- [Dataset rows on where objects appear]
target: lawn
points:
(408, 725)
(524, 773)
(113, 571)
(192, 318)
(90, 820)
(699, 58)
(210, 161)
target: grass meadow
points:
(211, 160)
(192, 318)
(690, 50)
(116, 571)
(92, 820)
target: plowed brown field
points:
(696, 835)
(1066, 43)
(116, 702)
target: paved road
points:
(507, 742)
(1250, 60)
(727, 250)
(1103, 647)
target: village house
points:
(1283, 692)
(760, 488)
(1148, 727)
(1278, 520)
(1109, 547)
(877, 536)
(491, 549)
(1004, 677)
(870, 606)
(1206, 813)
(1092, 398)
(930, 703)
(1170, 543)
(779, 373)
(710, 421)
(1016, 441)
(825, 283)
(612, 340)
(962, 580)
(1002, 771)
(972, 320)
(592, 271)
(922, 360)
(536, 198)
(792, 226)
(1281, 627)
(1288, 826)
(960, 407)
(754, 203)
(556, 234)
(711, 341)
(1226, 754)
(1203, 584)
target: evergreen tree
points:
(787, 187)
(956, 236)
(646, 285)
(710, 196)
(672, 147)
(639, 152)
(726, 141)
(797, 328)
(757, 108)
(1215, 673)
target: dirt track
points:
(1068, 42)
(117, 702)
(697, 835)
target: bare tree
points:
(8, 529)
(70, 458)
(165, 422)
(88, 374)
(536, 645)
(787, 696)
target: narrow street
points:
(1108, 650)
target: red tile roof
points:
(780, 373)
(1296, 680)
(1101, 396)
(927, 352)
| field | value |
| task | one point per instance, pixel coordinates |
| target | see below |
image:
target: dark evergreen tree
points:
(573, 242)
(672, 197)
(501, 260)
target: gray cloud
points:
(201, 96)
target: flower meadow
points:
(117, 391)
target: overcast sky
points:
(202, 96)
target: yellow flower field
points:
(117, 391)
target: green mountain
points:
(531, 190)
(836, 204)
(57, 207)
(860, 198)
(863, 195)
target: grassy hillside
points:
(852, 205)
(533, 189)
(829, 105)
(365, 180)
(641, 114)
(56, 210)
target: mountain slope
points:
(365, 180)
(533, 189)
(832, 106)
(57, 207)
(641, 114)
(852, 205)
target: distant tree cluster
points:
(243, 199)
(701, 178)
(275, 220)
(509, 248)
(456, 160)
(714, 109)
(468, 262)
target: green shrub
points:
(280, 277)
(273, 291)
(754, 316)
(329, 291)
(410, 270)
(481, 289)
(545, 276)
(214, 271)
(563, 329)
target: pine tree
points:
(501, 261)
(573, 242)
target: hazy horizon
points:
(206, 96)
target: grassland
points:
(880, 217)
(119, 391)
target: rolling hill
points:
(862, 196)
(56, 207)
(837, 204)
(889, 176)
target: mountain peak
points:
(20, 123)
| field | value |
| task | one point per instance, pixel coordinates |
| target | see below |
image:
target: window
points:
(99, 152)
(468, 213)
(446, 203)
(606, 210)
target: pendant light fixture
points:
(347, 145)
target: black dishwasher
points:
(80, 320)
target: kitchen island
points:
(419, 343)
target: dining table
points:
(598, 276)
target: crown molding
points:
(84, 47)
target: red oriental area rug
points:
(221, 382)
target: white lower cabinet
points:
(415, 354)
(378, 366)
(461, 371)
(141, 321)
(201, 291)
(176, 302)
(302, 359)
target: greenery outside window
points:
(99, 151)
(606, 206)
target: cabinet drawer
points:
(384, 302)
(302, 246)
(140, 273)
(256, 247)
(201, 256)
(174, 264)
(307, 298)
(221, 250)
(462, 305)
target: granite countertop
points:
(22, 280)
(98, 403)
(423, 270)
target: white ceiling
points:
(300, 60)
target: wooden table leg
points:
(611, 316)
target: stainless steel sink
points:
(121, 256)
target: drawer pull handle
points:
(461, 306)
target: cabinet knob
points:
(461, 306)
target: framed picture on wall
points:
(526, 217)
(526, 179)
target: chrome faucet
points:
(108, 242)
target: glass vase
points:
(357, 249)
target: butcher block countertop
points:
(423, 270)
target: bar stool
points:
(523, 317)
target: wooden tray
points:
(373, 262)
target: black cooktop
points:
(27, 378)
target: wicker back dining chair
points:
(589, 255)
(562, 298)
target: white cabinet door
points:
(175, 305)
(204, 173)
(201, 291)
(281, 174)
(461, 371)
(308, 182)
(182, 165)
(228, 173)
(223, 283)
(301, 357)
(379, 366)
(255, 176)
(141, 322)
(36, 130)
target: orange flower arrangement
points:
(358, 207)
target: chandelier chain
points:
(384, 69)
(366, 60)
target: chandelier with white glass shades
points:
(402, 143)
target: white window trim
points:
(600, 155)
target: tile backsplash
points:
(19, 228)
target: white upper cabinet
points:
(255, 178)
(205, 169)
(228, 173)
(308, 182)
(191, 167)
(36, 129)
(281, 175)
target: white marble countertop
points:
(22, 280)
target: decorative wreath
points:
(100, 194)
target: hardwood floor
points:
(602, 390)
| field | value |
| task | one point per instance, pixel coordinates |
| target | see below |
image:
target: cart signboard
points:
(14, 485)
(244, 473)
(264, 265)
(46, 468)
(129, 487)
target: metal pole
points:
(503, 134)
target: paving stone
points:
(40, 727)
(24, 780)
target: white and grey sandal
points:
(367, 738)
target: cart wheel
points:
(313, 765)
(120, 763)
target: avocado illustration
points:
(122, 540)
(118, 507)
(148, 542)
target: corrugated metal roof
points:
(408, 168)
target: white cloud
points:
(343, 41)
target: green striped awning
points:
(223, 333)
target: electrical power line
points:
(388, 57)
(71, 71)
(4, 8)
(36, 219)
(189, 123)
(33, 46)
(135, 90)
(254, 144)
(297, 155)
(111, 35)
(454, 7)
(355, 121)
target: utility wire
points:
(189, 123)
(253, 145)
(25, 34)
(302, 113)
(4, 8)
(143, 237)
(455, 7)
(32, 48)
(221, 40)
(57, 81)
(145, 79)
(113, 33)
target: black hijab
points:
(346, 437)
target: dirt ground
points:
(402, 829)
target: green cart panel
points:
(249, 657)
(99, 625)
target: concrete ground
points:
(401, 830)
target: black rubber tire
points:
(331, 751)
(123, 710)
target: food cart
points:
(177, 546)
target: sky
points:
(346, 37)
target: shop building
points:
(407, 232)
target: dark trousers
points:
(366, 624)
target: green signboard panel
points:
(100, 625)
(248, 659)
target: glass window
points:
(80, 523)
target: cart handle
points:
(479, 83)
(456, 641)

- [GIVEN TASK] Output the entries exactly.

- [COMPLETED TASK]
target: lawn
points:
(408, 725)
(524, 773)
(113, 571)
(192, 318)
(90, 820)
(699, 58)
(210, 161)
target: grass meadow
points:
(211, 160)
(192, 318)
(690, 50)
(116, 571)
(92, 820)
target: plowed brown field
points:
(696, 835)
(1066, 43)
(116, 702)
target: paved road
points:
(507, 742)
(1250, 60)
(727, 250)
(1103, 647)
target: village house
points:
(1283, 692)
(760, 488)
(1148, 727)
(1278, 520)
(1109, 547)
(877, 536)
(491, 549)
(1004, 677)
(870, 606)
(1206, 813)
(1092, 398)
(930, 703)
(1170, 543)
(779, 373)
(710, 421)
(1016, 441)
(825, 283)
(612, 340)
(962, 580)
(1002, 771)
(972, 320)
(592, 271)
(922, 360)
(536, 198)
(792, 226)
(1281, 627)
(1288, 826)
(960, 407)
(754, 203)
(556, 234)
(711, 341)
(1226, 754)
(1203, 584)
target: evergreen tree
points:
(787, 187)
(956, 236)
(646, 285)
(710, 196)
(672, 147)
(639, 152)
(726, 141)
(797, 328)
(757, 108)
(1215, 673)
target: dirt track
points:
(1068, 42)
(117, 702)
(697, 835)
target: bare tree
points:
(8, 529)
(70, 458)
(165, 422)
(88, 374)
(536, 645)
(787, 696)
target: narrow street
points:
(1108, 650)
target: red tile roof
points:
(780, 373)
(1296, 680)
(1101, 396)
(927, 352)
| field | value |
| task | one point per instance, pixel coordinates |
| target | see below |
image:
target: dark evergreen tree
points:
(573, 242)
(672, 197)
(501, 260)
target: gray cloud
points:
(201, 96)
target: flower meadow
points:
(117, 391)
target: overcast sky
points:
(202, 96)
target: yellow flower field
points:
(117, 391)
target: green mountain
points:
(531, 190)
(836, 204)
(57, 207)
(860, 198)
(863, 195)
target: grassy hillside
points:
(852, 205)
(533, 189)
(829, 105)
(365, 180)
(641, 114)
(56, 210)
target: mountain slope
points:
(365, 180)
(533, 189)
(832, 106)
(57, 207)
(641, 114)
(852, 205)
target: distant tree cluster
points:
(243, 199)
(701, 178)
(275, 220)
(509, 248)
(456, 160)
(714, 109)
(468, 262)
target: green shrub
points:
(280, 277)
(273, 291)
(754, 316)
(329, 291)
(410, 270)
(481, 289)
(545, 276)
(214, 271)
(563, 329)
target: pine tree
points:
(501, 261)
(573, 242)
target: hazy horizon
points:
(206, 96)
target: grassland
points:
(880, 217)
(119, 391)
target: rolling hill
points:
(862, 196)
(56, 207)
(837, 204)
(889, 176)
target: mountain peak
points:
(20, 123)
| field | value |
| task | one point per instance, pixel coordinates |
| target | see below |
image:
target: window
points:
(99, 152)
(468, 213)
(446, 203)
(606, 210)
target: pendant light fixture
points:
(347, 145)
target: black dishwasher
points:
(80, 320)
target: kitchen island
points:
(419, 343)
target: dining table
points:
(598, 276)
target: crown molding
points:
(84, 47)
target: red oriental area rug
points:
(221, 382)
target: white lower cabinet
points:
(415, 354)
(378, 366)
(461, 371)
(141, 321)
(201, 291)
(176, 302)
(302, 359)
target: greenery outside window
points:
(99, 151)
(606, 206)
target: cabinet drawer
points:
(384, 302)
(302, 246)
(140, 273)
(256, 247)
(201, 256)
(174, 264)
(307, 298)
(221, 250)
(462, 305)
target: granite countertop
points:
(22, 280)
(98, 403)
(423, 270)
target: white ceiling
points:
(300, 60)
target: wooden table leg
points:
(611, 316)
target: stainless steel sink
points:
(121, 256)
target: drawer pull handle
points:
(461, 306)
target: cabinet knob
points:
(461, 306)
target: framed picture on wall
points:
(526, 217)
(526, 179)
target: chrome faucet
points:
(108, 242)
target: glass vase
points:
(357, 249)
target: butcher block countertop
points:
(423, 270)
target: bar stool
points:
(523, 317)
target: wooden tray
points:
(373, 262)
target: black cooktop
points:
(27, 378)
target: wicker back dining chair
points:
(589, 255)
(562, 298)
target: white cabinet door
points:
(175, 305)
(204, 173)
(201, 291)
(281, 174)
(461, 371)
(308, 182)
(182, 165)
(228, 173)
(223, 283)
(301, 357)
(379, 366)
(255, 176)
(141, 322)
(36, 130)
target: orange flower arrangement
points:
(358, 207)
target: chandelier chain
points:
(384, 69)
(366, 60)
target: chandelier with white glass shades
points:
(402, 143)
target: white window trim
points:
(600, 155)
target: tile backsplash
points:
(19, 228)
target: white upper cabinet
points:
(255, 178)
(205, 169)
(228, 173)
(308, 182)
(191, 167)
(36, 129)
(281, 175)
target: white marble countertop
points:
(22, 280)
target: decorative wreath
points:
(100, 194)
target: hardwood floor
points:
(602, 390)
| field | value |
| task | one point per instance, pixel coordinates |
| target | see below |
image:
target: cart signboard
points:
(14, 485)
(244, 473)
(264, 265)
(46, 468)
(129, 487)
target: metal pole
points:
(503, 134)
target: paving stone
points:
(40, 727)
(24, 780)
target: white and grey sandal
points:
(367, 738)
target: cart wheel
points:
(313, 765)
(120, 763)
target: avocado illustration
points:
(122, 540)
(118, 507)
(148, 542)
target: corrugated metal roof
points:
(408, 168)
target: white cloud
points:
(343, 41)
target: green striped awning
points:
(223, 333)
target: electrical power line
points:
(388, 57)
(71, 71)
(4, 8)
(36, 219)
(189, 123)
(33, 46)
(135, 90)
(254, 144)
(297, 155)
(111, 35)
(454, 7)
(355, 121)
target: utility wire
points:
(189, 123)
(253, 145)
(25, 34)
(302, 113)
(4, 8)
(143, 237)
(455, 7)
(32, 48)
(221, 40)
(57, 81)
(145, 79)
(113, 33)
target: black hijab
points:
(346, 437)
target: dirt ground
points:
(402, 829)
target: green cart panel
points:
(249, 657)
(99, 625)
target: concrete ground
points:
(401, 830)
target: black rubber tire
points:
(331, 751)
(123, 710)
target: food cart
points:
(177, 546)
target: sky
points:
(346, 37)
target: shop building
points:
(407, 232)
target: dark trousers
points:
(366, 624)
target: green signboard panel
points:
(100, 625)
(248, 659)
target: glass window
points:
(80, 523)
target: cart handle
points:
(479, 83)
(456, 641)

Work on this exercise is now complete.